— WRITTEN PROBLEM 1 —
Answer the following questions using the passage on regression prediction intervals:
(a) For how many weeks does the data on advertising spending and sales extend?
(b) In the regression line equation, what does $b_1$ denote?
(c) How many degrees of freedom does the t-distribution used for the critical value have?
— WRITTEN PROBLEM 2 —
Reproduce the passage on regression prediction intervals from "Step 1: Understand" to "is the slope.".

— SOURCE PASSAGE —
Step 1: Understand the problem context. We have data on weekly advertising spending and corresponding sales for 15 weeks. The goal is to create a prediction interval for a specific advertising spending value (from part B, presumably a given advertising amount).

Step 2: Fit a simple linear regression model where Sales (dependent variable) is predicted by Advertising spending (independent variable). This involves calculating the regression line equation: $\hat{y} = b_0 + b_1 x$, where $b_0$ is the intercept and $b_1$ is the slope.

Step 3: Calculate the predicted sales value $\hat{y}$ for the given advertising spending value from part B using the regression equation.

Step 4: Compute the standard error of the prediction, which accounts for both the variability in the estimate of the mean response and the variability of individual observations around the regression line. The formula for the prediction interval standard error is: $SE_{pred} = s \sqrt{1 + \frac{1}{n} + \frac{(x_0 - \bar{x})^2}{\sum (x_i - \bar{x})^2}}$ where $s$ is the standard error of the regression, $n$ is the number of observations, $x_0$ is the given advertising value, and $\bar{x}$ is the mean of the advertising values.

Step 5: Determine the critical t-value from the t-distribution with $n-2$ degrees of freedom for the desired confidence level (usually 95%). Then, construct the prediction interval as: $\hat{y} \pm t_{\alpha/2, n-2} \times SE_{pred}$ This interval gives a range where we expect the actual sales to fall for the given advertising spending.

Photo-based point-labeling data
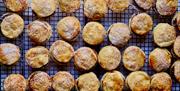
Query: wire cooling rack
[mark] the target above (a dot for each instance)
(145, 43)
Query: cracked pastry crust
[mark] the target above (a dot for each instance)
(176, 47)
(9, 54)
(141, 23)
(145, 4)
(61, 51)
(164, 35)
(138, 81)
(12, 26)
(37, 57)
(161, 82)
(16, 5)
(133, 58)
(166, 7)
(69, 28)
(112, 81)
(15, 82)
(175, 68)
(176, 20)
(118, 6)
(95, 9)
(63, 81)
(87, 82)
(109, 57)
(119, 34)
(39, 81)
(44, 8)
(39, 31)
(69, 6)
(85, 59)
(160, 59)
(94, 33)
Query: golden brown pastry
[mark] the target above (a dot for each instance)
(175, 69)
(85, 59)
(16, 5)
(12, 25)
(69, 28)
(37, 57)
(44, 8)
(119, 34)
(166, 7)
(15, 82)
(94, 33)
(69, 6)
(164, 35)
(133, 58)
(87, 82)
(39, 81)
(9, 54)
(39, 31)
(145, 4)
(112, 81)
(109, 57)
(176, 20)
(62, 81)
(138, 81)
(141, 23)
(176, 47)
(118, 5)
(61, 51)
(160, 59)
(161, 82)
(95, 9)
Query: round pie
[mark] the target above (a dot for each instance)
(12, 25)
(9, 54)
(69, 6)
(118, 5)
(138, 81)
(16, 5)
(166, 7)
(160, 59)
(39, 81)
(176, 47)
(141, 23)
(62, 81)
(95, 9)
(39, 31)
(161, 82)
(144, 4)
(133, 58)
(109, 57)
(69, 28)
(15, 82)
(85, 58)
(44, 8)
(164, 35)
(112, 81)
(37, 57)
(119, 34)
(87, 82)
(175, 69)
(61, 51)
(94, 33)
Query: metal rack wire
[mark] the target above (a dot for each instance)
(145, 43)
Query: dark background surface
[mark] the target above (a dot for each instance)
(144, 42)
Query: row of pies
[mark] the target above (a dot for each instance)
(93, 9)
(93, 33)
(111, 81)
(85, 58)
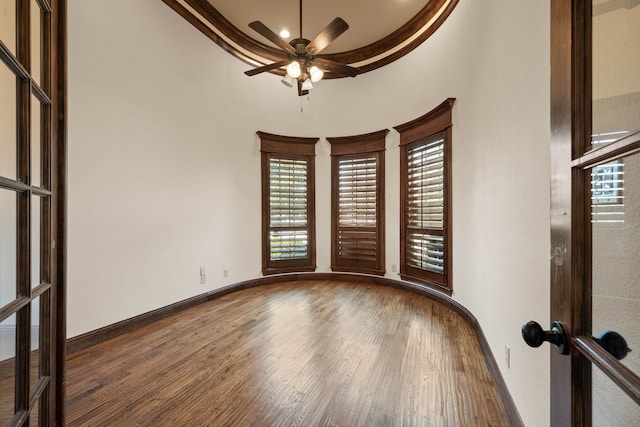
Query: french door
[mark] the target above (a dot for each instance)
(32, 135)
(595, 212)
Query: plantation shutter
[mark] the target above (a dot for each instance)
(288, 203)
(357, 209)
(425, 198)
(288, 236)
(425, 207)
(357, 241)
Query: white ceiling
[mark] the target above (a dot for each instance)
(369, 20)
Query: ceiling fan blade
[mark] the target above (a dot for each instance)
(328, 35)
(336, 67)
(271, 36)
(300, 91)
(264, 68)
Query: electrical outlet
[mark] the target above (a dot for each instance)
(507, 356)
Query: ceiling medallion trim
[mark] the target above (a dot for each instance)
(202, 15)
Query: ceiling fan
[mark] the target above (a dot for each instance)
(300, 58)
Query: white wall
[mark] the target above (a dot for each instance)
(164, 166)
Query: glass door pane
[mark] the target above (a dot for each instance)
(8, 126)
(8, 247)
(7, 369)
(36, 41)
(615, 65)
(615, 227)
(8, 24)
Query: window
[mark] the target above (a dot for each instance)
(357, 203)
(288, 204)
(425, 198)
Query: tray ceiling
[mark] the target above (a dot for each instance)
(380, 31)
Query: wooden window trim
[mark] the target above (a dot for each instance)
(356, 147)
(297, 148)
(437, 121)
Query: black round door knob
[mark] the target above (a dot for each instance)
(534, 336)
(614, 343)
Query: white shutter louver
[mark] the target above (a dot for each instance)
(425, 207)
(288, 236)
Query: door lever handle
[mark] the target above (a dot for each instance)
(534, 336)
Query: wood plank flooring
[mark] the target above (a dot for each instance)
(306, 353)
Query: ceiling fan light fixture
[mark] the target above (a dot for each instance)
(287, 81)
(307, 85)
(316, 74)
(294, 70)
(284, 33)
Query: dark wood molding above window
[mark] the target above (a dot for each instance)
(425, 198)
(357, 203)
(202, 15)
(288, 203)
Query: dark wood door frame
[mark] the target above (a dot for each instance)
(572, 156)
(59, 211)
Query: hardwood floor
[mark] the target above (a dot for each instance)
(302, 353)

— TASK RESULT 1 —
(a) 15 weeks.
(b) The slope.
(c) $n-2$ degrees of freedom.

— TASK RESULT 2 —
Step 1: Understand the problem context. We have data on weekly advertising spending and corresponding sales for 15 weeks. The goal is to create a prediction interval for a specific advertising spending value (from part B, presumably a given advertising amount).

Step 2: Fit a simple linear regression model where Sales (dependent variable) is predicted by Advertising spending (independent variable). This involves calculating the regression line equation: $\hat{y} = b_0 + b_1 x$, where $b_0$ is the intercept and $b_1$ is the slope.